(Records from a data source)
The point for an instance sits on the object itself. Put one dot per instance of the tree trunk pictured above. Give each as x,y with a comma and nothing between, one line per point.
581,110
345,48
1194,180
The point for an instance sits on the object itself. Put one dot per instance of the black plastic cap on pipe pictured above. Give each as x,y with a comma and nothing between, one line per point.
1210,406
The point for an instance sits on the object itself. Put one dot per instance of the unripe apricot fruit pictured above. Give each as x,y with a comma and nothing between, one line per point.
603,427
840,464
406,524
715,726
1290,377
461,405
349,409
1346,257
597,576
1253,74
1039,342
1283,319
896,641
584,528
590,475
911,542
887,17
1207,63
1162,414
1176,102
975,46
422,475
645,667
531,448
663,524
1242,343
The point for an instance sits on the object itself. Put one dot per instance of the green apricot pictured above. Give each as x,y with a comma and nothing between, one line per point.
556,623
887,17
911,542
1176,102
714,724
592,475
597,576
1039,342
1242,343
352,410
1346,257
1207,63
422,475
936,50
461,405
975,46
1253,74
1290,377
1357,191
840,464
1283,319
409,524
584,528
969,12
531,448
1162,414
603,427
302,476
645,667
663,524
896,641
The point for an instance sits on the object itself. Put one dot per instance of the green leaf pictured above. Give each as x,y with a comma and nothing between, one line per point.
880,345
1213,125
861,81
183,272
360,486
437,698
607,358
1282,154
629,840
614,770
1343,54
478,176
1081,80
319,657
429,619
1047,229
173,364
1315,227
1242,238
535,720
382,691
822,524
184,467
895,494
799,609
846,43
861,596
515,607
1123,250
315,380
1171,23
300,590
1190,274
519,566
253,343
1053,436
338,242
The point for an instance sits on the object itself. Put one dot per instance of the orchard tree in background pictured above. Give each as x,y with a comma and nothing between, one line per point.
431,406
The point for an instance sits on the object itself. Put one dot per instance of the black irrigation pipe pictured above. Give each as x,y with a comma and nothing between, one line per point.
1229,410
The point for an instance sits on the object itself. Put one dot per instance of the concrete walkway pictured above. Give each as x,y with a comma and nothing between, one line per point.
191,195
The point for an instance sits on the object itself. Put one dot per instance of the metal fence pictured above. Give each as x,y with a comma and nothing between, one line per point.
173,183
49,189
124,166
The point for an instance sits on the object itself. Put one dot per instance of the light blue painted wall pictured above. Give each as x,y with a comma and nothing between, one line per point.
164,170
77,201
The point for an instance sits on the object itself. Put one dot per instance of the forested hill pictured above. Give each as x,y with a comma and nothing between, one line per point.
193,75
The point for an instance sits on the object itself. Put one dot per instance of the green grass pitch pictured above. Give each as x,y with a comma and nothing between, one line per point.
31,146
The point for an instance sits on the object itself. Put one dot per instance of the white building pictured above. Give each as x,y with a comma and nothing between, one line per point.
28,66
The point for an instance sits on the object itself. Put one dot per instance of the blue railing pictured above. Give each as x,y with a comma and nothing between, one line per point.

PROBLEM DESCRIPTION
Copy every line above word for word and keep them in the same order.

FINISHED EXERCISE
The point for an instance sits on the object itself. Put one dot per instance of the tree trunk pictured above. Give each as x,y with a comma and nothing between, one line per point.
581,110
345,48
1194,180
The point for an instance sits on the object itself. Put one dot per instance of the black plastic cap on pipe pictured above. Give each as x,y with a comma and nothing between, one line per point.
1210,406
The point for an instance sits on the object itself. Put one dot per instance of the unripe apricot fruit pictured above. Give each as x,y with a comma and nothing between, one line per point.
603,427
840,464
406,524
715,726
1290,377
461,405
349,409
1346,257
597,576
1253,74
1039,342
1283,319
896,641
584,528
590,475
911,542
887,17
1207,63
1162,414
1176,102
975,46
422,475
645,667
531,448
663,524
1242,343
The point for an instance sits on the object itself. Put one dot per instance of the green apricot pictured above. Give each as x,y with a comma and nothing between, one line per point.
556,623
887,17
911,542
1176,102
714,724
592,475
597,576
1039,342
1242,343
352,410
1346,257
1207,63
422,475
936,50
461,405
975,46
1253,74
1290,377
1357,191
840,464
1283,319
409,524
584,528
969,12
531,448
1162,414
603,427
302,476
645,667
663,524
896,641
The point for an instance sits on the object itself. Put one dot per instance of the green leaf pictured above. Give each as x,y with a comma and nothing between, one line per point.
880,345
1213,125
861,81
183,272
360,486
437,698
607,358
1282,154
629,840
614,770
1343,54
478,176
1081,80
319,657
429,619
1047,229
173,364
1315,227
1242,238
535,720
382,691
822,524
184,467
895,494
799,609
846,43
861,596
515,607
1123,250
315,380
1171,23
300,590
1190,274
519,566
253,343
1053,436
338,242
The point for an instance sits on the object itself. Put one dot per instance of the orchard tree in background pictured above. Give each as x,y with a comma and nothing between, one line per point.
431,406
The point for an instance sits on the object itself. Put one dot per instance of the black irrigation pipe pictured above. Give each as x,y with a comma and nothing between, one line per point.
1229,410
The point for an instance sits on the object itself. Put one dot per instance of the concrete walkway pictured above. Give each as x,y with a comma and nothing between, one line per point.
191,195
The point for an instance sits on the object itself. Put one dot per instance of the metal fence pictured above. Give each as x,y with a comma and nothing between, one line per point.
173,183
49,189
124,166
The point for an instance sits on the object itself. Put one dot per instance of the light blue painted wall pictured above. Give each as x,y with a comma and nothing between, one line per point.
164,170
77,201
The point for an instance sits on the object itself. Put one dot per instance of the forested hill pictured above. Give each as x,y with a comma and nothing between, one line per point.
193,75
The point for an instance sits on the object itself. Put one dot per instance of the green grass pitch pictured above. Give each as x,y with a comma and nothing between, one line per point.
31,146
The point for an instance sits on the object itself. Put one dot per instance of the white building pictured above. Give each as x,y with a comma and nothing between, one line per point.
28,66
The point for an instance sits on the object itself. Put one dot per instance of the blue railing pictured above. Give each as x,y with a comma and nothing between, one line per point.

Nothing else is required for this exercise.